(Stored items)
>>>

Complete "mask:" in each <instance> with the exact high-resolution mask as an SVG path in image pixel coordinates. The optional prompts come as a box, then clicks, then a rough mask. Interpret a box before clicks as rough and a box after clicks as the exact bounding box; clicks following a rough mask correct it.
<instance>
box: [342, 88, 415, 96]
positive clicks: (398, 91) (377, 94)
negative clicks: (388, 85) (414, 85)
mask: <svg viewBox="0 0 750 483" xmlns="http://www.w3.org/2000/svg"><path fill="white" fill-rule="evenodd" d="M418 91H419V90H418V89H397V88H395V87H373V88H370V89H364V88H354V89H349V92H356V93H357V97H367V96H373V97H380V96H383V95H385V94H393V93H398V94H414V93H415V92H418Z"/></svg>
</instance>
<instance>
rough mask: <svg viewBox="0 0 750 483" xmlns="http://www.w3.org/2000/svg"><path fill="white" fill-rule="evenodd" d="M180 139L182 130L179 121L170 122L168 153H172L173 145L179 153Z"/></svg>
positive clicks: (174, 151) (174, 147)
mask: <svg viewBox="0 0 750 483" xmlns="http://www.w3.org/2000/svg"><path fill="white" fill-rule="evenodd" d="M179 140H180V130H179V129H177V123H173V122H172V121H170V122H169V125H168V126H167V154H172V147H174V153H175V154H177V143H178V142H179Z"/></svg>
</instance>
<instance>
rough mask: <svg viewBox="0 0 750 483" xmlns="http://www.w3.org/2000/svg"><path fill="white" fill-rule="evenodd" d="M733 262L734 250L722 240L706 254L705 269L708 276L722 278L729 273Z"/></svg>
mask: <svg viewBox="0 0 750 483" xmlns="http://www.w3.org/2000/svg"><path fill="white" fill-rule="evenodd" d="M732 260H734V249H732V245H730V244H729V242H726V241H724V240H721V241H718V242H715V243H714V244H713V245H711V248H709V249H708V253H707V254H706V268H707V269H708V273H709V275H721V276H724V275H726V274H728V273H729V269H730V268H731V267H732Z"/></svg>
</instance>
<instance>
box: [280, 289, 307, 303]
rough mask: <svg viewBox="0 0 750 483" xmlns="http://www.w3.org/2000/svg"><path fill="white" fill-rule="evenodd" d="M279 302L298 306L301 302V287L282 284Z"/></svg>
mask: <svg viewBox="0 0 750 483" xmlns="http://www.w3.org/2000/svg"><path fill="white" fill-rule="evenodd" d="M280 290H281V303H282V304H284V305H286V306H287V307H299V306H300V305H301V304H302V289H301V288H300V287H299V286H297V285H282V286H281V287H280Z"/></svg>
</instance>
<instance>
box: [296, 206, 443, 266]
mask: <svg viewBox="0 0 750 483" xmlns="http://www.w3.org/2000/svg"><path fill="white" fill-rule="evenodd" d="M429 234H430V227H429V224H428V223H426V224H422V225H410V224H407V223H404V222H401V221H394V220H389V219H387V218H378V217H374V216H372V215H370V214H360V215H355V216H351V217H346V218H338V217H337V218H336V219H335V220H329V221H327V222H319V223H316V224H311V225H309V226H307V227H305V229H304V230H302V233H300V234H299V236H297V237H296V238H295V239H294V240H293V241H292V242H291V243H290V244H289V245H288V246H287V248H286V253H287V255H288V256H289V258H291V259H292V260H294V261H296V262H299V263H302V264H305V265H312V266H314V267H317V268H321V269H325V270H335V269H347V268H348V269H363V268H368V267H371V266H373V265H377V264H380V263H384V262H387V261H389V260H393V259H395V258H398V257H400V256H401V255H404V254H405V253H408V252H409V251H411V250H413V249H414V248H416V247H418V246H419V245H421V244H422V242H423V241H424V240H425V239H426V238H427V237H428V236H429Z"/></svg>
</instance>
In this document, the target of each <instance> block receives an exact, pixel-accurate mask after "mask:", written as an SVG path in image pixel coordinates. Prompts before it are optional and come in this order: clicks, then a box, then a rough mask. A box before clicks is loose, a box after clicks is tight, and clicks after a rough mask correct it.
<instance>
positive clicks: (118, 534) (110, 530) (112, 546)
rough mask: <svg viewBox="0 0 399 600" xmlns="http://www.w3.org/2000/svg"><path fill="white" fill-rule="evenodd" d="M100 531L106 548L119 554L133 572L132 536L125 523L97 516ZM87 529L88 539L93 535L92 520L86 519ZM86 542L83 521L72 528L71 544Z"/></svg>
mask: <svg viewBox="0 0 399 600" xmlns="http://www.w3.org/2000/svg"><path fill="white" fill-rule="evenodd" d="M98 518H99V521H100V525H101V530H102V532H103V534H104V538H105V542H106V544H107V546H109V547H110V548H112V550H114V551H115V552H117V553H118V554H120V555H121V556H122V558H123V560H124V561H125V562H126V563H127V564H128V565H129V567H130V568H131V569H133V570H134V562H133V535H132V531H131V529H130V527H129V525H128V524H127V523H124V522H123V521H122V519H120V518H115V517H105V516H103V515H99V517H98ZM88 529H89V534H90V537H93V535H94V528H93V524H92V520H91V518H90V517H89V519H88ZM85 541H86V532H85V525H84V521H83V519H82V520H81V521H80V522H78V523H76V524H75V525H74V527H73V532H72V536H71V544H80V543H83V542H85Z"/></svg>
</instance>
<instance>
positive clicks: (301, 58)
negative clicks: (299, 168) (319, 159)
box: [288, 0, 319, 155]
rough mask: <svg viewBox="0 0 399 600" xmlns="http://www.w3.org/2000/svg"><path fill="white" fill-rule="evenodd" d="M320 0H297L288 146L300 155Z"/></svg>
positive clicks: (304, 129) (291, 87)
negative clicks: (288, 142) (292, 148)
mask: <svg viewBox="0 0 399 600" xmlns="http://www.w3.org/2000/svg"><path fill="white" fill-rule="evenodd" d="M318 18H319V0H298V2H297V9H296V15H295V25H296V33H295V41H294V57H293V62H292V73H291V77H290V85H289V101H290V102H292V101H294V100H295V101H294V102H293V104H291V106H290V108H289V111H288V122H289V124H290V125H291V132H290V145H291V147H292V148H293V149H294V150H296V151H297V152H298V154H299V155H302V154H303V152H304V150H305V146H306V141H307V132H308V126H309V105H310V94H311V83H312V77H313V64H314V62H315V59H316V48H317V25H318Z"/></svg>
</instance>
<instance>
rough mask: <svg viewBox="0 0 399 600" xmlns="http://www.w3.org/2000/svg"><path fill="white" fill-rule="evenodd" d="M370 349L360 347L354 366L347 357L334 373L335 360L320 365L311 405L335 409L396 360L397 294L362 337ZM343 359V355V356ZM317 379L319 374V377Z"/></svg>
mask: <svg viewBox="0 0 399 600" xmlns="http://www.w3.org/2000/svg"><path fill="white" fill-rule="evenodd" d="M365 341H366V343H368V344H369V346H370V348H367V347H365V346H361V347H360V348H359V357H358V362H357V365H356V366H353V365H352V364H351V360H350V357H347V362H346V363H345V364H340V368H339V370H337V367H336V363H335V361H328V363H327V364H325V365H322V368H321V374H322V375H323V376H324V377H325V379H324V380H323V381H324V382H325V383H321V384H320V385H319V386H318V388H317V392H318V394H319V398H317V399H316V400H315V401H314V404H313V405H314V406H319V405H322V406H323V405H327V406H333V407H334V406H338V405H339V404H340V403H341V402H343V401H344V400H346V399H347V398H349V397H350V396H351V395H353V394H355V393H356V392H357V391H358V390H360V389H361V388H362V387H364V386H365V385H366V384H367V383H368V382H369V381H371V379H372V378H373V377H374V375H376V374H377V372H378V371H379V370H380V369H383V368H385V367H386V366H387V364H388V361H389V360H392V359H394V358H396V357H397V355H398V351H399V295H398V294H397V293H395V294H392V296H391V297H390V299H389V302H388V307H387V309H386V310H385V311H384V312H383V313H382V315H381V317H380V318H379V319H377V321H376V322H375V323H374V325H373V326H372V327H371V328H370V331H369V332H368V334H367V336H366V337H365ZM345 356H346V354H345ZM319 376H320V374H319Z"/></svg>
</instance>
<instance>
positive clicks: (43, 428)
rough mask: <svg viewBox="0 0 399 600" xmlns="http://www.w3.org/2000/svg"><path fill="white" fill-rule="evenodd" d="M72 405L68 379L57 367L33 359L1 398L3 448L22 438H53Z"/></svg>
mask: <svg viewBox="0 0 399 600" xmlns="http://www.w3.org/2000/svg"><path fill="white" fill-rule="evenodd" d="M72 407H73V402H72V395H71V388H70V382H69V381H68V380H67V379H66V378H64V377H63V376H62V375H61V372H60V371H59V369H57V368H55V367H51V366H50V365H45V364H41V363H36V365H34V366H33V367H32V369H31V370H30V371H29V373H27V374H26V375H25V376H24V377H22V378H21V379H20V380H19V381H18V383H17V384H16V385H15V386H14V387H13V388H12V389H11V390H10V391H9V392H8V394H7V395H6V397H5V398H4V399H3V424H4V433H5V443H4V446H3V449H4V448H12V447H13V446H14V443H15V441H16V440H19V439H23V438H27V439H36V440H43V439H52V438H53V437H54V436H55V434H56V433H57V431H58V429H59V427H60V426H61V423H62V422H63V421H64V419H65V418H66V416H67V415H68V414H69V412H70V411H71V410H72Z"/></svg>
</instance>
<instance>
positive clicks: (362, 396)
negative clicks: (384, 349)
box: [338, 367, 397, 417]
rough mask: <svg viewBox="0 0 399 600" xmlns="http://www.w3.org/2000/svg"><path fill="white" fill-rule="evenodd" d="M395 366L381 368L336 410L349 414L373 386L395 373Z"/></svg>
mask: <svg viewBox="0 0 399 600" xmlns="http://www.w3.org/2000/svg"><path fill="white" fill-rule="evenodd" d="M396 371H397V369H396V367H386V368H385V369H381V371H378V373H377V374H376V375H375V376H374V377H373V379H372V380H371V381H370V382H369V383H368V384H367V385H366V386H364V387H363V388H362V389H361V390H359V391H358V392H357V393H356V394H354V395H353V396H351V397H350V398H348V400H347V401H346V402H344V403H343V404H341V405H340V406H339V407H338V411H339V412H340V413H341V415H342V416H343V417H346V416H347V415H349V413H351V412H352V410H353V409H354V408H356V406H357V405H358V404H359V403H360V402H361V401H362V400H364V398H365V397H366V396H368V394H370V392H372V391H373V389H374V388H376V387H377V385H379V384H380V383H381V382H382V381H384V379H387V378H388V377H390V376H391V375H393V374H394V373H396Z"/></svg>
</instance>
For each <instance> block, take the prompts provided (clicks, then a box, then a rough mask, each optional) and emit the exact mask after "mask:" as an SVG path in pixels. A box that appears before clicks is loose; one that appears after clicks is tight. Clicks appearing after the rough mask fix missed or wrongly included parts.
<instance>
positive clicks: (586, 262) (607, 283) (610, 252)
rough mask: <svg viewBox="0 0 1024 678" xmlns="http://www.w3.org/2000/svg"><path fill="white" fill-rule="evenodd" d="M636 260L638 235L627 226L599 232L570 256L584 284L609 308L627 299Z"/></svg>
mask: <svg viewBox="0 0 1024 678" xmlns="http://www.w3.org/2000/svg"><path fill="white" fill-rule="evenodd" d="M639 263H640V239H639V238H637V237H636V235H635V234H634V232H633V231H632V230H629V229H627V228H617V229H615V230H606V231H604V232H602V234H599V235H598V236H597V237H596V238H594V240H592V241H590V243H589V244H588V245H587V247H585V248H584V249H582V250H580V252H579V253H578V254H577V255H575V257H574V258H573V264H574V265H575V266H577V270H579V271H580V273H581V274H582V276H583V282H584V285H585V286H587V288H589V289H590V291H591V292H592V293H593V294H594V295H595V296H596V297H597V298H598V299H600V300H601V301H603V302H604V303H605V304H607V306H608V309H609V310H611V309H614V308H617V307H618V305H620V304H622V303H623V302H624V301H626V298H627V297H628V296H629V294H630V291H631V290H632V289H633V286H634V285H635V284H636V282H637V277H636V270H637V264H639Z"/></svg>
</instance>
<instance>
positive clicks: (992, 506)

<<<

[EXERCISE DESCRIPTION] Reproduce word for word the lines from the very first one through the line holding "negative clicks: (388, 85) (414, 85)", including both.

[OUTPUT BELOW]
Complete "mask:" in each <instance> with the exact high-resolution mask as an SVG path in image pixel coordinates. The optional prompts come as a box, then clicks, then a rough mask. Interpret a box before clicks as rough and a box after clicks as the exact bounding box; clicks following a rough mask correct it.
<instance>
box: [342, 88, 415, 96]
positive clicks: (398, 91) (377, 94)
negative clicks: (388, 85) (414, 85)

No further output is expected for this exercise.